§ THE TASK
Extend the email thread about SparkKMeans running into garbage-collection allocation failures, picking up right after its last line.

§ TEXT SECTION
((

I have given this a try in a spark-shell and I still get many "Allocation 
Failure"s


On Thursday, July 3, 2014 9:51 AM, Xiangrui Meng <men...@gmail.com> wrote:
 


The SparkKMeans is just an example code showing a barebone
implementation of k-means. To run k-means on big datasets, please use
the KMeans implemented in MLlib directly:
http://spark.apache.org/docs/latest/mllib-clustering.html

-Xiangrui


On Wed, Jul 2, 2014 at 9:50 AM, Wanda Hawk <wanda_haw...@yahoo.com> wrote:
> I can run it now with the suggested method. However, I have encountered a
> new problem that I have not faced before (sent another email with that one
> but here it goes again ...)
>
> I ran SparkKMeans with a big file (~ 7 GB of data) for one iteration with
> spark-0.8.0 with this line in bash.rc " export _JAVA_OPTIONS="-Xmx15g
> -Xms15g -verbose:gc -XX:+PrintGCTimeStamps -XX:+PrintGCDetails" ". It
> finished in a decent time, ~50 seconds, and I had only a few "Full GC...."
> messages from Java. (a max of 4-5)
>
> Now, using the same export in bash.rc but with spark-1.0.0  (and running it
> with spark-submit) the first loop never finishes and  I get a lot of:
> "18.537: [GC (Allocation Failure) --[PSYoungGen:
> 11796992K->11796992K(13762560K)] 11797442K->11797450K(13763072K), 2.8420311
> secs] [Times: user=5.81 sys=2.12, real=2.85 secs]
> "
> or
>
>  "31.867: [Full GC (Ergonomics) [PSYoungGen: 11796992K->3177967K(13762560K)]
> [ParOldGen: 505K->505K(512K)] 11797497K->3178473K(13763072K), [Metaspace:
> 37646K->37646K(1081344K)], 2.3053283 secs] [Times: user=37.74 sys=0.11,
> real=2.31 secs]"

))

§ GIVEN MATERIAL
((

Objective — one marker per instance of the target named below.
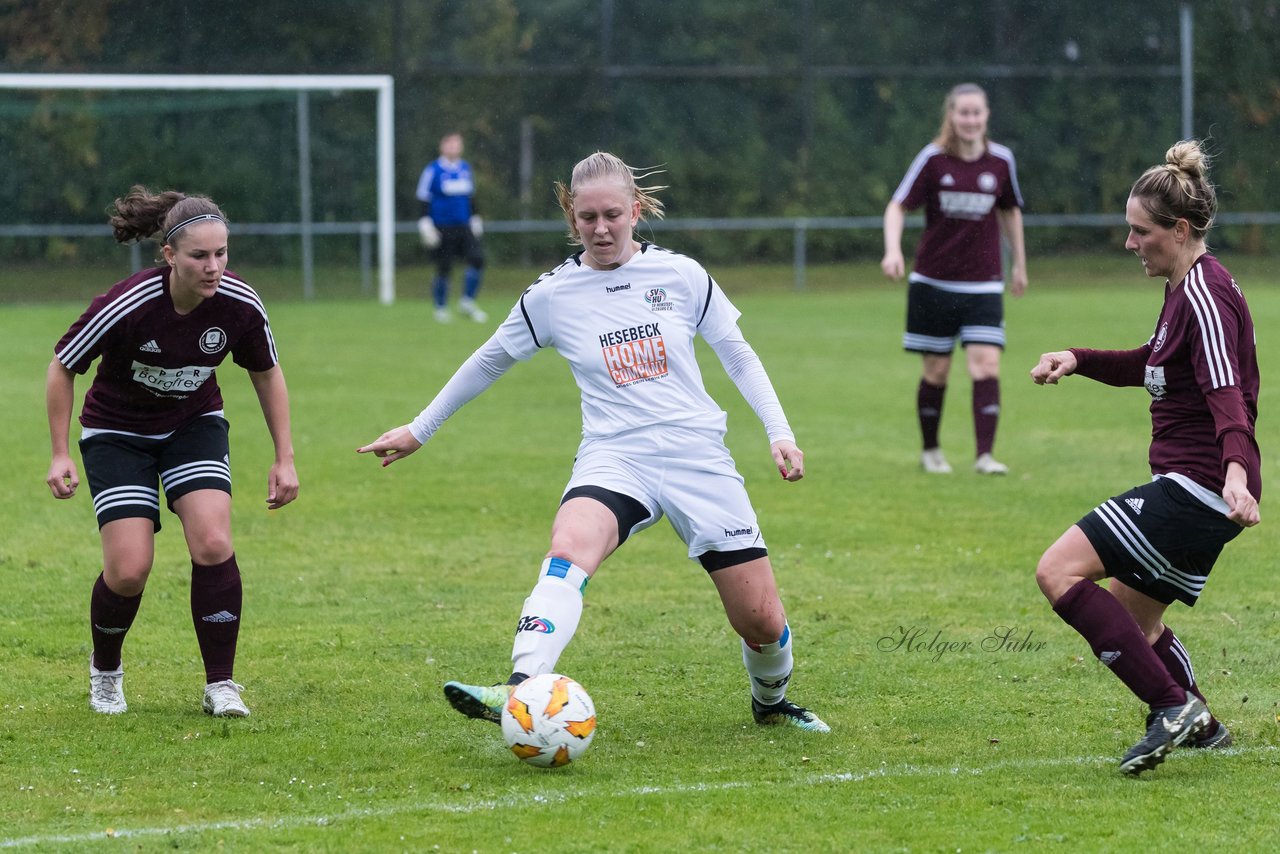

))

§ RESPONSE FOR THIS EXERCISE
>
> I tried passing different parameters for the JVM through spark-submit, but
> the results are the same
> This happens with java 1.7 and also with java 1.8.
> I do not know what the "Ergonomics" stands for ...
>
> How can I get a decent performance from spark-1.0.0 considering that
> spark-0.8.0 did not need any fine tuning on the gargage collection method
> (the default worked well) ?
>
> Thank you
>
>
> On Wednesday, July 2, 2014 4:45 PM, Yana Kadiyska <yana.kadiy...@gmail.com>
> wrote:
>
>
> The scripts that Xiangrui mentions set up the classpath...Can you run
> ./run-example for the provided example sucessfully?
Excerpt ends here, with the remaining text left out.